▶ Your objective: Exactly what is written in the records below should be returned, minus the images.

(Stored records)
- Opening Delimiter -

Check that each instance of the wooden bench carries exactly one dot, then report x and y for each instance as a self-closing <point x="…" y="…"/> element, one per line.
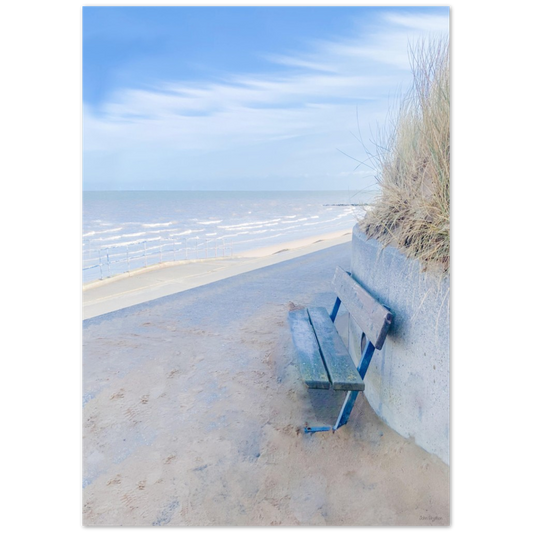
<point x="324" y="359"/>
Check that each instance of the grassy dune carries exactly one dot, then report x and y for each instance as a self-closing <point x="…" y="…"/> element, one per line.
<point x="412" y="211"/>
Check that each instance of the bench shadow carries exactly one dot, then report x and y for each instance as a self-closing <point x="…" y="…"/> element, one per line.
<point x="326" y="405"/>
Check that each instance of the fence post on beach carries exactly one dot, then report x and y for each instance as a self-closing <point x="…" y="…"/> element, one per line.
<point x="100" y="263"/>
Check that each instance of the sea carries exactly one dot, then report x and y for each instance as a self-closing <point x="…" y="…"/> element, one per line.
<point x="122" y="231"/>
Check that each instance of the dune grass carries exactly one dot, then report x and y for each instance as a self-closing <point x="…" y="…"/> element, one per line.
<point x="412" y="211"/>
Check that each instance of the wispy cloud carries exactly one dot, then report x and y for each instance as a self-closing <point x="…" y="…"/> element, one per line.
<point x="309" y="97"/>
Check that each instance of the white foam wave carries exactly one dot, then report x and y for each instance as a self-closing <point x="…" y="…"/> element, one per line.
<point x="157" y="225"/>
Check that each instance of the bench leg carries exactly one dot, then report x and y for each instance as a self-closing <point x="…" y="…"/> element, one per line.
<point x="346" y="409"/>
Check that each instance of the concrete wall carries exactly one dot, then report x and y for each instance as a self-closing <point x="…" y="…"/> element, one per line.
<point x="408" y="381"/>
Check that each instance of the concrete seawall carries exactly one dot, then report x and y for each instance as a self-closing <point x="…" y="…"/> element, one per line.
<point x="408" y="381"/>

- Closing Delimiter -

▶ Completed task:
Check that each instance of the wooden bench carries exactly one dot, then report x and y for each instance as a self-closing <point x="…" y="…"/> element, one per line.
<point x="324" y="359"/>
Check that each instance of the grassy dune carries exactly one dot, then report x and y for each instance as a self-closing <point x="…" y="…"/> element, one per line.
<point x="412" y="211"/>
Check that each instance of the bench shadow carries exactly one dot, then report x and y for each instance as a self-closing <point x="…" y="…"/> element, one per line.
<point x="326" y="405"/>
Check that each instance of the fence post on beach carries exactly one dot, then report x and y for each instance as a self-closing <point x="…" y="…"/> element, one per line.
<point x="100" y="263"/>
Check that each instance of the sea carries exactly one dot, then report x and y for each instance as a self-closing <point x="…" y="…"/> element, one per line.
<point x="122" y="231"/>
Check that each instance of the dune grass carries exactly one dot, then report x and y for each instance as a self-closing <point x="…" y="…"/> element, one per line.
<point x="412" y="211"/>
Check that each instance of the wispy cloud carries exactly one dot, then report x and y for each instance as a self-closing <point x="…" y="…"/> element, one per line.
<point x="309" y="97"/>
Check that each instance of the white foam wave carries exactly one dot, then report x and y for each instance as a self-closing <point x="…" y="…"/> element, one per line.
<point x="157" y="225"/>
Check that each instance of the bench leg carries exactly one dot, then report x and y for each instance as a self-closing <point x="…" y="…"/> element, one per line.
<point x="346" y="409"/>
Check that each instance of the concrete wall carries exactly one dot, then report x and y for each instance as a self-closing <point x="…" y="…"/> element, one per line.
<point x="408" y="381"/>
Check that each instance of the concrete seawall carries exactly one dot, then report x and y for each instance as a self-closing <point x="…" y="…"/> element, one per line.
<point x="408" y="381"/>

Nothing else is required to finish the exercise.